Required task.
Print the listing below line for line, leaving out the pictures.

== Data to use

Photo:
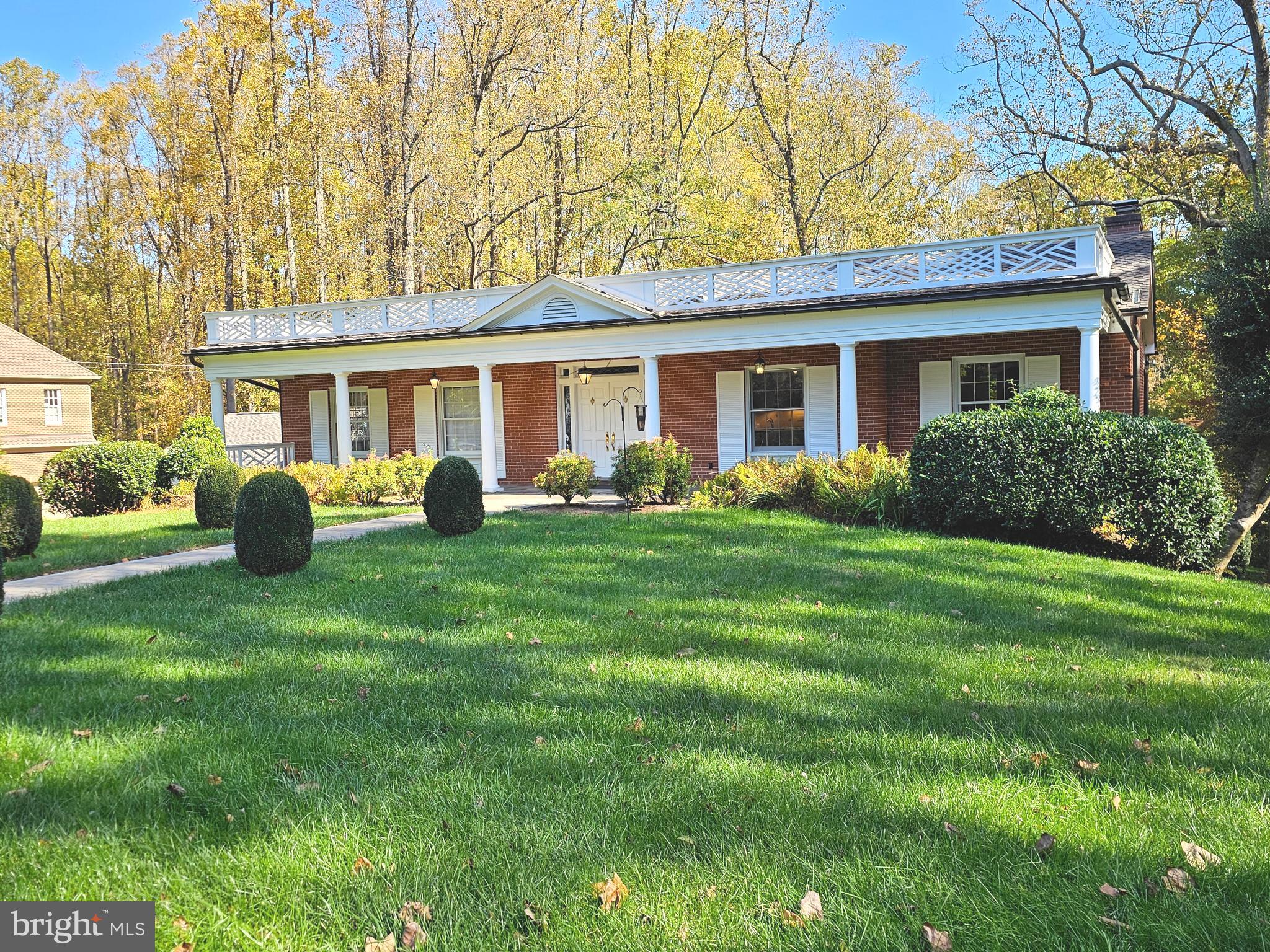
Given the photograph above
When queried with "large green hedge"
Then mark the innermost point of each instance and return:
(453, 499)
(273, 524)
(22, 519)
(102, 478)
(1042, 471)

====

Task result.
Photo:
Given the photograph above
When queried with "large green hedge"
Then mark the innermost point of each instance and return:
(453, 499)
(273, 524)
(22, 519)
(102, 478)
(1042, 471)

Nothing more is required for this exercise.